- _Description of the task_: In the records below, take the lines beginning with the one containing "Reviewer note: confirm that each instance of the dirt path" and continuing through the one containing "[(140, 399)]", and express them as a JSON list of strings, one string per line, with blank lines omitted. Include only those lines.

- _Raw data_:
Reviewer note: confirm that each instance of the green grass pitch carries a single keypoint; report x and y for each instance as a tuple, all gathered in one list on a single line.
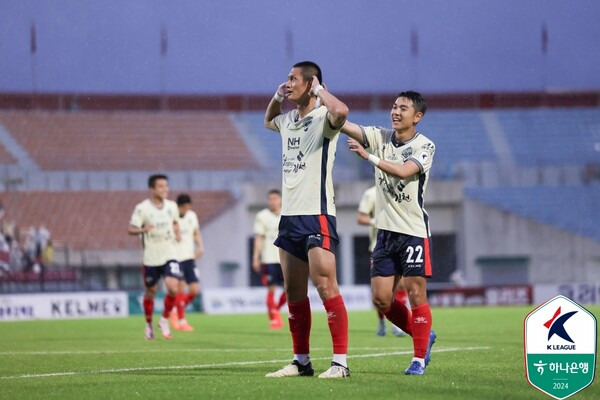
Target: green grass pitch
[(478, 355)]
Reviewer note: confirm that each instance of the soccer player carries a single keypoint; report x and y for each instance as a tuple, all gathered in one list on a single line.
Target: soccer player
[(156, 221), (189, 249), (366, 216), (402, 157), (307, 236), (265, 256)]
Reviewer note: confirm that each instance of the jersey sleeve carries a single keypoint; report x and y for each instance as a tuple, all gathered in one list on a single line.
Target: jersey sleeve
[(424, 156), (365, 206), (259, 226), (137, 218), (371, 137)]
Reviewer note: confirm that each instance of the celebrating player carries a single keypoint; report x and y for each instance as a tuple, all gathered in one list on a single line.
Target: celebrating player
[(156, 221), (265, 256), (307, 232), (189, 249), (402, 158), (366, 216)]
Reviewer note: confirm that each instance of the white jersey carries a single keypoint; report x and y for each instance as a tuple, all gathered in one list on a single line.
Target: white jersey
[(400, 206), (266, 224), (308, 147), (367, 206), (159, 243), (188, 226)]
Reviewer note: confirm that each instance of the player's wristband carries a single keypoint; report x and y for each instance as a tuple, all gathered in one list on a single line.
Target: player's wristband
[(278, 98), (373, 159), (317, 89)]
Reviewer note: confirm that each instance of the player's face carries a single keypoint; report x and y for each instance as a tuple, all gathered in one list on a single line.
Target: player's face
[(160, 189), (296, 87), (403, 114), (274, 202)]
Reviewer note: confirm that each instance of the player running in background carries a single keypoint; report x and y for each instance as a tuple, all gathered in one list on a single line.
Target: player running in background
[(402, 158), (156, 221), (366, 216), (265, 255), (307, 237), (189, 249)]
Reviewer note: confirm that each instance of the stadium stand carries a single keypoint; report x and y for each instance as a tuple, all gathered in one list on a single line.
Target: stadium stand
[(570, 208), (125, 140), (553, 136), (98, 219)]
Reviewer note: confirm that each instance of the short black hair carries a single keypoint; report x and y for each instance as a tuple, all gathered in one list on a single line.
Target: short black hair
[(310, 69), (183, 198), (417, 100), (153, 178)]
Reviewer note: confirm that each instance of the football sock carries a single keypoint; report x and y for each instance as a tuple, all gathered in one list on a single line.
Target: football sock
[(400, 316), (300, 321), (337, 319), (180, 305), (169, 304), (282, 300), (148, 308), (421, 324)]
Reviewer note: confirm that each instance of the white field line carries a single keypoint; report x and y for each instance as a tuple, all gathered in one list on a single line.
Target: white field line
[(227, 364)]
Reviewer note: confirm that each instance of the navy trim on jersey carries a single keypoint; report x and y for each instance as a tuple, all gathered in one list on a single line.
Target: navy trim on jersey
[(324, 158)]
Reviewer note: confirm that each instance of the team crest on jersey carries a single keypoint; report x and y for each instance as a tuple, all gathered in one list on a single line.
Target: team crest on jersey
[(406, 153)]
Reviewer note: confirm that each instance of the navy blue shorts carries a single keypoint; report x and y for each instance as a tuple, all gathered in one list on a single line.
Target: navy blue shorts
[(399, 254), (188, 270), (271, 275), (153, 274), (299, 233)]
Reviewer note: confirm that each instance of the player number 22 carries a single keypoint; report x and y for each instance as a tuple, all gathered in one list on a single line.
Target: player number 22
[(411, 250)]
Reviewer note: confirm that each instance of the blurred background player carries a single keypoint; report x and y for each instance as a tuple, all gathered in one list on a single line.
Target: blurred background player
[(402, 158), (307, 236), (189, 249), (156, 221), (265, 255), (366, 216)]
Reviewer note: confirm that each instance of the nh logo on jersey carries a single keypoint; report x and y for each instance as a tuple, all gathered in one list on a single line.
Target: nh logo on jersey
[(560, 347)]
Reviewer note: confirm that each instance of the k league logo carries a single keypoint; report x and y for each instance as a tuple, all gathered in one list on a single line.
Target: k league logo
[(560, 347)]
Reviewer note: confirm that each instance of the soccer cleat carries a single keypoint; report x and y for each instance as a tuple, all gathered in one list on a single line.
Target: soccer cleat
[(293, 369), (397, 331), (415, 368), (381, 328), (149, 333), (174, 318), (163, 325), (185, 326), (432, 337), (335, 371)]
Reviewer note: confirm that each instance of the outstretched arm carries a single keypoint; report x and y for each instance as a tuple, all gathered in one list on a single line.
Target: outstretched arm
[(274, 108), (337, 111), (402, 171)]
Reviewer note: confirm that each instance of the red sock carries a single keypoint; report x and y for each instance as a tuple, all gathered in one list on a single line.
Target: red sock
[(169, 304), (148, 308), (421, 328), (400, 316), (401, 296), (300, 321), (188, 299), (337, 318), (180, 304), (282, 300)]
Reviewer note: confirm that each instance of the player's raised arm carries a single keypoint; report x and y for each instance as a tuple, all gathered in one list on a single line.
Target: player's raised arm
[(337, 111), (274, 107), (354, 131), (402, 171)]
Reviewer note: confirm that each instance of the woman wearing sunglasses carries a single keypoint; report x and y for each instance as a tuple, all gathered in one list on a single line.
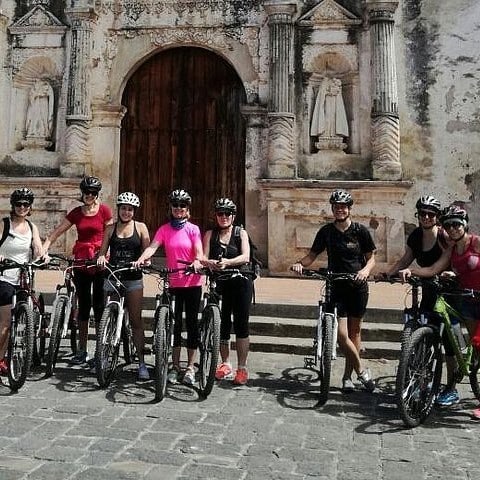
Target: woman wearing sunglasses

* * *

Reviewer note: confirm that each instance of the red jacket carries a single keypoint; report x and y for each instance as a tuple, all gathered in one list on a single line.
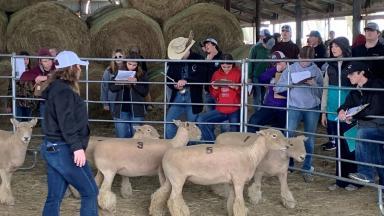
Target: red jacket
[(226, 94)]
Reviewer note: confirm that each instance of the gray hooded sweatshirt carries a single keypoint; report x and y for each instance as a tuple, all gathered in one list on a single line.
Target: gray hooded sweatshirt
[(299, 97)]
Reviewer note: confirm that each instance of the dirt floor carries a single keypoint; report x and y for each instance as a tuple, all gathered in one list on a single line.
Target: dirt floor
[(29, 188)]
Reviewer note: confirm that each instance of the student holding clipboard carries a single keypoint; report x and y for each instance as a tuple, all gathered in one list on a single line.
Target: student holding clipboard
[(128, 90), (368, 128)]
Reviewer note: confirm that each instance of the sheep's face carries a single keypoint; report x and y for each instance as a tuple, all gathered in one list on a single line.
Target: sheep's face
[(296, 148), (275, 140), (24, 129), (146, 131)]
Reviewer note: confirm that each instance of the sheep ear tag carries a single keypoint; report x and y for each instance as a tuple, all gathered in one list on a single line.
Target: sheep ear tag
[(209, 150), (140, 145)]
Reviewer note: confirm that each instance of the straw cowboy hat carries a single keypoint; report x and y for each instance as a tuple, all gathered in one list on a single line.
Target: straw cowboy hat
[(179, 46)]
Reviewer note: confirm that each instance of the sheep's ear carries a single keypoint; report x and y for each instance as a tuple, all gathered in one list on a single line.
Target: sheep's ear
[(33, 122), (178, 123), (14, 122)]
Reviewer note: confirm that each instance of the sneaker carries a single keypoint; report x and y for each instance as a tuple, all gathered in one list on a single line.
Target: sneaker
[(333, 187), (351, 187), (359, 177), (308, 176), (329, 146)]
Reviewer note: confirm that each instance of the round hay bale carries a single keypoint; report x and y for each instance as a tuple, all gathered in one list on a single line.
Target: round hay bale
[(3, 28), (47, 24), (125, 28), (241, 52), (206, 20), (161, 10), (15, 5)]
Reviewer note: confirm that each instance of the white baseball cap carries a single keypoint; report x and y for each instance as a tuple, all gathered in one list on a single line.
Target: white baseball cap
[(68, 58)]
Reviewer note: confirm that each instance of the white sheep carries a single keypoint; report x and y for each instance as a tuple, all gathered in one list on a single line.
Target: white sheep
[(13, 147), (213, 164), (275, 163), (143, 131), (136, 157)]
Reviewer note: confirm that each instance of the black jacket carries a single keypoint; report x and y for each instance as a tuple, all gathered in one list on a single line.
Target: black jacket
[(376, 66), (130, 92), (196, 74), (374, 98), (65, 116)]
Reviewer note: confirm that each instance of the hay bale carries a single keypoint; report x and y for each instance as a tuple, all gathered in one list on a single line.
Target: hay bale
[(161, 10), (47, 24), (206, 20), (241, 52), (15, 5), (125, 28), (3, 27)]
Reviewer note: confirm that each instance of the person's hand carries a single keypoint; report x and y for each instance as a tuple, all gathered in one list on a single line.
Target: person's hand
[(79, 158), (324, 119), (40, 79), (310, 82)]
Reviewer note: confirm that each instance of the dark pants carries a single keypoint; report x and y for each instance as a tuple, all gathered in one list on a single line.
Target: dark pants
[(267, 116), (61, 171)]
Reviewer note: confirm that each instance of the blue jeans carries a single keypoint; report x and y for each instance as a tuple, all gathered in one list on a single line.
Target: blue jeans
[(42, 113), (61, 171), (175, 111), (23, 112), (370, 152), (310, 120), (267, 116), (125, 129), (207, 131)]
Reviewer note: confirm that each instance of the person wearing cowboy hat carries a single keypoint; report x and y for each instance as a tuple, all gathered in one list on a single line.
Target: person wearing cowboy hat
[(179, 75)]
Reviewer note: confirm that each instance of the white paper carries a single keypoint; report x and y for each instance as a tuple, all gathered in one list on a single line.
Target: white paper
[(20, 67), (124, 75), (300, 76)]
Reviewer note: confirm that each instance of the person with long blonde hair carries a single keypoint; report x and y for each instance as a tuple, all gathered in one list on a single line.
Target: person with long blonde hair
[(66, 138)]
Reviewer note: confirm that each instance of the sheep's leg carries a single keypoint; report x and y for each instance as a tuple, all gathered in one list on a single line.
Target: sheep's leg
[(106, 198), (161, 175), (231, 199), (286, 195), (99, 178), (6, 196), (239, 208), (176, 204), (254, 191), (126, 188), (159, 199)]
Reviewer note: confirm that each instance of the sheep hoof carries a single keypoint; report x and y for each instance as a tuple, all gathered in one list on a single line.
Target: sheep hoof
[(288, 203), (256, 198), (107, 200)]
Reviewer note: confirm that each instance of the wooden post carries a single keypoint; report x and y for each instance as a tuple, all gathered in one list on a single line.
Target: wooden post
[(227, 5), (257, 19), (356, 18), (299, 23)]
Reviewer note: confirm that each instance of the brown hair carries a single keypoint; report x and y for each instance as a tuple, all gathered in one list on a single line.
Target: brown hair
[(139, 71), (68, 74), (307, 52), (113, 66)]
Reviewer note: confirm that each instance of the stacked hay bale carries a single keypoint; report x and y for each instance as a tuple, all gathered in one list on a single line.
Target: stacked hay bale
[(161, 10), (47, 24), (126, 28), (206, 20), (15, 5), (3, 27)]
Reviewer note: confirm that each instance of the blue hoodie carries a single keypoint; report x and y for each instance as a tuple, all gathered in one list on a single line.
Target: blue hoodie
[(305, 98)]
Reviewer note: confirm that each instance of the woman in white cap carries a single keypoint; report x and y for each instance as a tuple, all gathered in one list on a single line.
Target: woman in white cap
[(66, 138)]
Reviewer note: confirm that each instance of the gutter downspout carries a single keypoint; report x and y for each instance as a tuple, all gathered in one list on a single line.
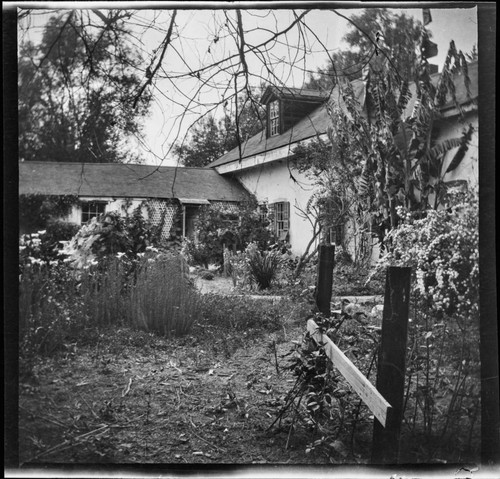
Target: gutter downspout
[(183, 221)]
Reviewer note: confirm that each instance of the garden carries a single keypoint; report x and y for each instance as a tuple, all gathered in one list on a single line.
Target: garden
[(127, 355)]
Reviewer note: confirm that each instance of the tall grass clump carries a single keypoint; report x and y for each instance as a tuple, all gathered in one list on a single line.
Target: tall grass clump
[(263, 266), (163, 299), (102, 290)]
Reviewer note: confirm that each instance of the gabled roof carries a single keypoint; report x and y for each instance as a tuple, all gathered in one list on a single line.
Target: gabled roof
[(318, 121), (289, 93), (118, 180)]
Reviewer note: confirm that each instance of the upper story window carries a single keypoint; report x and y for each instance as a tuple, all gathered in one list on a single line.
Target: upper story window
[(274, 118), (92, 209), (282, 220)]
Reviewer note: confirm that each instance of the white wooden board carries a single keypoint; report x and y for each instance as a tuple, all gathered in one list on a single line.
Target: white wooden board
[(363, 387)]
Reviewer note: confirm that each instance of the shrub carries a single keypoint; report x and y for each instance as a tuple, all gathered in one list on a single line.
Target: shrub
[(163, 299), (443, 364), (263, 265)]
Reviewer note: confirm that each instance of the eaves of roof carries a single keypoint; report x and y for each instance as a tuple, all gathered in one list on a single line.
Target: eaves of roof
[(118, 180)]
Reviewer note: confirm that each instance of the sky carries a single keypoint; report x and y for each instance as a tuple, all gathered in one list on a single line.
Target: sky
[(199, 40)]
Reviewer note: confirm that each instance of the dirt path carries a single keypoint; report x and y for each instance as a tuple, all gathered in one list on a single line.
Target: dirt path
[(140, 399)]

==

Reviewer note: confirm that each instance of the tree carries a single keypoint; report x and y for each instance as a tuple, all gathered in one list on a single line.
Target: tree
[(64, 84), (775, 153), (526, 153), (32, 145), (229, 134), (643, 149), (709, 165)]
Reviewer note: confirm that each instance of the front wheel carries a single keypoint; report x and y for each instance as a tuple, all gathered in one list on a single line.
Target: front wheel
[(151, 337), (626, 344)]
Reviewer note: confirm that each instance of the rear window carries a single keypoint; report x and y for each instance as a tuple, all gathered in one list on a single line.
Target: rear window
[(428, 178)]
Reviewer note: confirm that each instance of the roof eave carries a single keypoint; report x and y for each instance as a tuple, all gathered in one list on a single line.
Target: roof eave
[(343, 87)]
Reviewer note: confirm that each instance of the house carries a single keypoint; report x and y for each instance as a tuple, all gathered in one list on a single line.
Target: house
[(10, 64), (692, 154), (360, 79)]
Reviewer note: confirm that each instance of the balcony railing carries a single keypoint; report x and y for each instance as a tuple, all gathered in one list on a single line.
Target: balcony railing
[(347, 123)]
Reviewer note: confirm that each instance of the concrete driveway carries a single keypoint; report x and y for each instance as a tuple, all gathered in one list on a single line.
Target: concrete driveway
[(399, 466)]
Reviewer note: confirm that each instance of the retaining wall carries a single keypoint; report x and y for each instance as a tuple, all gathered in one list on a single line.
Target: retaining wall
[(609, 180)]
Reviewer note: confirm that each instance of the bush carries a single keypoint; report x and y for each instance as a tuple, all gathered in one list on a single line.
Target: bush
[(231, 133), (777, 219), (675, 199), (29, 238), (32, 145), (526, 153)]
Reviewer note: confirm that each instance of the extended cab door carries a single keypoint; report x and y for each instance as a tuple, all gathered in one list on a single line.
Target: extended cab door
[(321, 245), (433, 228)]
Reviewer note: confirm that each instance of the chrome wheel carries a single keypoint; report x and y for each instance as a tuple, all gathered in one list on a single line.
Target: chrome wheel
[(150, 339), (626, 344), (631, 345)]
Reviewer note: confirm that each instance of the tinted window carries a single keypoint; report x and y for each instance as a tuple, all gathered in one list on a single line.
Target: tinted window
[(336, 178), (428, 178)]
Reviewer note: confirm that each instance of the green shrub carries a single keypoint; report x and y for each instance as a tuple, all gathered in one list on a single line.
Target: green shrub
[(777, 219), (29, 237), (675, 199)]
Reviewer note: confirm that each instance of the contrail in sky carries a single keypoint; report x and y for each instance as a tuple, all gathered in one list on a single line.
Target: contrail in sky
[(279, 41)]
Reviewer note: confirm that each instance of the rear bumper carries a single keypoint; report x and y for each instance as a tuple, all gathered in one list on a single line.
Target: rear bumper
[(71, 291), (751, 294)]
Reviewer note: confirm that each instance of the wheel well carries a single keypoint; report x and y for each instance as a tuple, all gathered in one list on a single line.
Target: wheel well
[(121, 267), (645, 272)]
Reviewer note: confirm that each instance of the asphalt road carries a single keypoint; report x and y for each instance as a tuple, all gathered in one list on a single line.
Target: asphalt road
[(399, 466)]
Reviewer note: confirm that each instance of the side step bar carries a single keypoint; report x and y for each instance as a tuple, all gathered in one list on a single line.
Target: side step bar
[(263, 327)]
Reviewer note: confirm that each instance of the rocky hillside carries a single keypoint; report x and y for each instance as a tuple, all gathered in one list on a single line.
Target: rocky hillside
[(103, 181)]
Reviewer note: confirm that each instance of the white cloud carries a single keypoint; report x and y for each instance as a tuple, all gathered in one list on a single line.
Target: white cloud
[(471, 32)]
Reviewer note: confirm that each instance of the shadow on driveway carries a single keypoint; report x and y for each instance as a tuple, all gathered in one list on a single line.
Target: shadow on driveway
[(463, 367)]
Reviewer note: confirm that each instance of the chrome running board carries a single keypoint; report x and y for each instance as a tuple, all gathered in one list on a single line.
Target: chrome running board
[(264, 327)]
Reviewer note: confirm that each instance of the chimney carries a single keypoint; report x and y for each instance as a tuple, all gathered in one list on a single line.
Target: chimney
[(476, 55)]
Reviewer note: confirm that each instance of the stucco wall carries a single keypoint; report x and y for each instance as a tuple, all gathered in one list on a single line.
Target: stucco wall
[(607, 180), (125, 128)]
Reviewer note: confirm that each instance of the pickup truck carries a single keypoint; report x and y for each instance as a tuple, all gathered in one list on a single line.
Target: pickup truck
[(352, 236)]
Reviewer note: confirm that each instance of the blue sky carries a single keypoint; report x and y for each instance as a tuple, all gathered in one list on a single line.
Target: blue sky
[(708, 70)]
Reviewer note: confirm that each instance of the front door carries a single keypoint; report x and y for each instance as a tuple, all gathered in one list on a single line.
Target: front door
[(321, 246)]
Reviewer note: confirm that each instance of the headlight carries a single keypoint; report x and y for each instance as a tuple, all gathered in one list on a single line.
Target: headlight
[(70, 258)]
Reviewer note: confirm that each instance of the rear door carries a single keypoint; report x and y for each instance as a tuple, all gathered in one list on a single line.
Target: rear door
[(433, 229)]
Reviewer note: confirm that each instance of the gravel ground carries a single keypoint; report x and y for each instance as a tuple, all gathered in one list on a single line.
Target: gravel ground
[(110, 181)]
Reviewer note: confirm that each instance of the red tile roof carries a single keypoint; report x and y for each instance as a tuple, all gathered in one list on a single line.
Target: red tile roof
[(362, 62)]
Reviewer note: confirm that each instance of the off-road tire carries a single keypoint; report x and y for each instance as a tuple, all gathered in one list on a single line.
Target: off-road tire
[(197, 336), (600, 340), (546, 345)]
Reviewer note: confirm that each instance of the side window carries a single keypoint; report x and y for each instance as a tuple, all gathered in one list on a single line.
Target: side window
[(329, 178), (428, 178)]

- _Solution_:
[
  "Reviewer note: confirm that each instance of the dirt path carries a single keypoint; report x and y for each instance as a tuple, all gathered in one list on a single line.",
  "Target: dirt path",
  "[(140, 399)]"
]